[[ Records open ]]

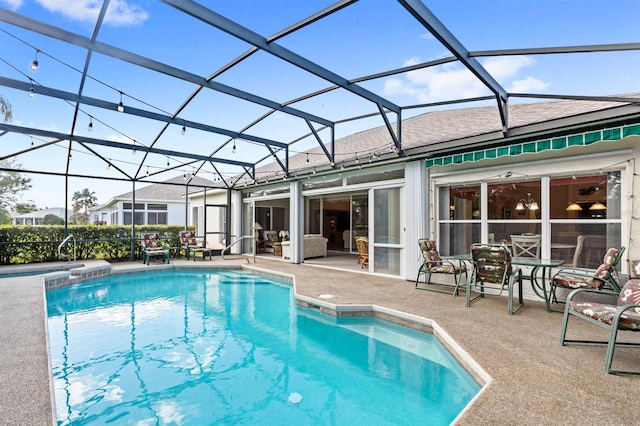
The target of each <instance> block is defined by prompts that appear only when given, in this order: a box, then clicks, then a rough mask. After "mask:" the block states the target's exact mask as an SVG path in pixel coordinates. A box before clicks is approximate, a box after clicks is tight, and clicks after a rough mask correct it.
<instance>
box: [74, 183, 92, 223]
mask: <svg viewBox="0 0 640 426" xmlns="http://www.w3.org/2000/svg"><path fill="white" fill-rule="evenodd" d="M72 201H73V213H74V215H76V216H79V215H80V214H81V215H82V216H84V219H83V220H82V223H87V222H88V221H89V209H90V208H91V207H93V206H95V205H96V204H98V199H97V198H96V193H95V192H93V191H89V189H88V188H85V189H83V190H82V191H76V192H74V193H73V198H72ZM77 219H79V218H77Z"/></svg>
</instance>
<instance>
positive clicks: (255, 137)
mask: <svg viewBox="0 0 640 426" xmlns="http://www.w3.org/2000/svg"><path fill="white" fill-rule="evenodd" d="M0 86H5V87H11V88H13V89H18V90H24V91H25V92H28V91H29V88H30V87H31V86H30V84H29V83H25V82H24V81H20V80H13V79H10V78H6V77H0ZM36 87H38V89H39V90H37V91H36V93H37V94H39V95H42V96H50V97H53V98H56V99H62V100H66V101H71V102H77V103H79V104H83V105H90V106H93V107H97V108H102V109H107V110H111V111H115V110H116V108H117V106H118V105H117V104H116V103H114V102H108V101H103V100H101V99H96V98H90V97H87V96H78V95H76V94H75V93H71V92H65V91H62V90H58V89H53V88H50V87H45V86H36ZM126 112H127V113H128V114H129V115H135V116H137V117H144V118H148V119H150V120H156V121H161V122H165V123H169V124H176V125H180V126H185V127H189V128H192V129H198V130H202V131H205V132H210V133H216V134H220V135H225V136H229V137H231V138H235V139H244V140H247V141H252V142H257V143H260V144H264V145H268V146H275V147H277V148H281V149H285V148H286V147H287V146H288V145H287V144H286V143H284V142H278V141H273V140H270V139H265V138H262V137H260V136H254V135H249V134H246V133H238V132H234V131H233V130H227V129H222V128H220V127H215V126H209V125H208V124H202V123H197V122H195V121H189V120H183V119H181V118H174V117H172V116H169V115H164V114H158V113H156V112H151V111H147V110H143V109H139V108H133V107H130V106H127V107H126ZM94 118H95V117H94Z"/></svg>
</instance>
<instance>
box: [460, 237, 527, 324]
mask: <svg viewBox="0 0 640 426" xmlns="http://www.w3.org/2000/svg"><path fill="white" fill-rule="evenodd" d="M471 261H472V263H473V272H472V275H471V279H470V280H467V307H471V302H473V301H474V300H476V299H478V298H480V297H484V296H485V290H487V289H490V290H492V292H491V293H487V294H488V295H493V296H499V295H501V294H502V292H503V291H504V290H505V289H507V291H508V301H507V312H508V313H509V315H513V314H514V313H516V312H518V311H519V310H520V308H522V307H523V306H524V301H523V299H522V270H521V269H520V268H518V267H514V266H513V265H512V264H511V251H509V248H508V247H507V246H506V245H503V244H472V245H471ZM516 282H517V283H518V306H517V308H516V309H515V311H514V308H513V287H514V285H515V283H516ZM472 288H473V289H475V290H476V291H477V292H478V294H477V295H476V296H475V297H473V298H472V297H471V290H472Z"/></svg>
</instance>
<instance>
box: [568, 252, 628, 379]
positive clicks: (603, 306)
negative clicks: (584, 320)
mask: <svg viewBox="0 0 640 426" xmlns="http://www.w3.org/2000/svg"><path fill="white" fill-rule="evenodd" d="M592 293H597V294H598V297H599V299H598V302H590V301H585V300H584V296H585V295H589V294H592ZM603 295H608V296H609V297H610V298H611V303H610V304H607V303H602V301H601V299H602V297H603ZM616 296H617V297H616ZM574 299H580V300H574ZM572 316H573V317H576V318H579V319H583V320H585V321H587V322H590V323H591V324H594V325H597V326H598V327H600V328H604V329H605V330H607V331H608V332H609V340H608V341H599V340H584V339H583V340H578V339H567V326H568V324H569V317H572ZM619 331H640V261H636V262H633V263H632V267H631V273H630V279H629V280H628V281H627V282H626V284H625V285H624V287H623V288H622V291H620V292H616V291H606V292H603V291H599V290H595V289H590V288H580V289H576V290H573V291H572V292H571V293H570V294H569V296H568V297H567V304H566V306H565V310H564V319H563V321H562V330H561V331H560V344H561V345H562V346H565V344H566V343H590V344H606V345H607V354H606V356H605V361H604V371H605V372H607V373H608V374H640V371H638V370H635V371H630V370H614V369H613V368H612V363H613V353H614V351H615V348H616V345H618V346H635V347H640V343H637V342H626V341H625V342H618V332H619Z"/></svg>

[[ Records closed ]]

Every line from the line containing "box: [460, 237, 527, 324]" through the line containing "positive clicks: (603, 306)" in the records above must be retyped exactly. Leave out the rest.

Answer to this task.
box: [460, 237, 527, 324]
mask: <svg viewBox="0 0 640 426" xmlns="http://www.w3.org/2000/svg"><path fill="white" fill-rule="evenodd" d="M471 261H472V263H473V272H472V275H471V279H470V280H467V307H471V302H473V301H474V300H476V299H478V298H480V297H484V296H485V290H487V289H490V290H492V292H491V293H487V294H488V295H493V296H499V295H501V294H502V292H503V291H504V290H505V289H507V291H508V301H507V312H508V313H509V315H513V314H514V313H516V312H518V311H519V310H520V308H522V307H523V306H524V301H523V299H522V270H521V269H520V268H518V267H514V266H513V265H512V264H511V251H509V248H508V247H507V246H506V245H503V244H472V245H471ZM516 282H517V283H518V306H517V308H516V309H515V311H514V308H513V287H514V285H515V283H516ZM472 288H473V289H475V290H476V291H477V292H478V294H477V295H476V296H475V297H473V298H472V297H471V290H472Z"/></svg>
</instance>
<instance>
box: [568, 252, 628, 379]
positive clicks: (603, 306)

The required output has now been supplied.